[tarantool-patches] Re: [PATCH 0/5] Delete old WAL files if running out of disk space

From: Vladimir Davydov <vdavydov.dev@xxxxxxxxx>
To: Konstantin Osipov <kostja@xxxxxxxxxxxxx>
Date: Wed, 17 Oct 2018 11:20:58 +0300

On Tue, Oct 16, 2018 at 10:05:22PM +0300, Konstantin Osipov wrote:

* Vladimir Davydov <vdavydov.dev@xxxxxxxxx> [18/10/08 13:52]:

If a replica permanently stops working for some reason, it will pin WAL
files it would need to resume until it is deleted from the _cluster
system space or the master is restarted. This happens in production when
an admin drops a replica and forgets to remove it from the master, and
this is quite annoying, because it may result in ENOSPC errors on the
master.

I started benching this patch to check whether fallocate() introduces a
performance regression and discovered that there is a general 45% regression
between 1.6 and 1.10.

I hope finally once I have pointed it out and A.Lyapunov has
pointed it out, it will be addressed.

In any case we need to measure fallocate() impact very carefully
before adding it. It seems we make things unnecessarily
complicated all in order to spare the user from spurious ENOSPC,
In my opinion it's a non-goal.

If we get rid of this requirement, we don't need fallocate(), and
the patch could be made simpler in a couple more dimensions.

This requirement is a must IMO. What's the point of returning ENOSPC and
alerting the user if we can avoid that? I can foresee users complaining
about it and opening issues, like "spurious ENOSPC when there's enough
disk space" (because there will be enough disk space once gc has removed
stale replicas).

Please consider making a trivial patch which follows the steps of
the patch by @belyak

It's not trivial and it's ugly. I wonder why you fail to see that.
........
WHAT TO DO: Please write out the thread again from "If a replica" to "1.6 and 1.10.", swapping "master" for "primary". The listing after this point comes from a different source.

DATA ENTRIES:
........
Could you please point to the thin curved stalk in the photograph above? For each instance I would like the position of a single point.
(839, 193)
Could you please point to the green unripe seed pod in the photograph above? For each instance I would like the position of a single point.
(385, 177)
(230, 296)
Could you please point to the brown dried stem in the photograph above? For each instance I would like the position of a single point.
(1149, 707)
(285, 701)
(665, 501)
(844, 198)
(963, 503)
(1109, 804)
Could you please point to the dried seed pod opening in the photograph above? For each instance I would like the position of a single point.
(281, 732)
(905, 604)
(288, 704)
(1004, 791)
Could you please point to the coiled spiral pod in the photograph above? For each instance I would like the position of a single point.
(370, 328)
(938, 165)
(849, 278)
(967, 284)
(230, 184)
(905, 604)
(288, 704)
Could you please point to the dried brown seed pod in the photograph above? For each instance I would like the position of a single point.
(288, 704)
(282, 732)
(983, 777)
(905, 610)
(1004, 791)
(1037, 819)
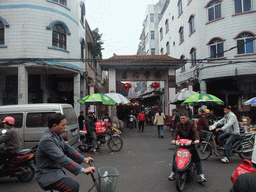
........
SOLUTION FOR THIS PROBLEM:
If a replica permanently stops working for some reason, it will pin WAL
files it would need to resume until it is deleted from the _cluster
system space or the primary is restarted. This happens in production when
an admin drops a replica and forgets to remove it from the primary, and
this is quite annoying, because it may result in ENOSPC errors on the
primary.

I started benching this patch to check whether fallocate() introduces a
performance regression and discovered that there is a general 45% regression
between 1.6 and 1.10.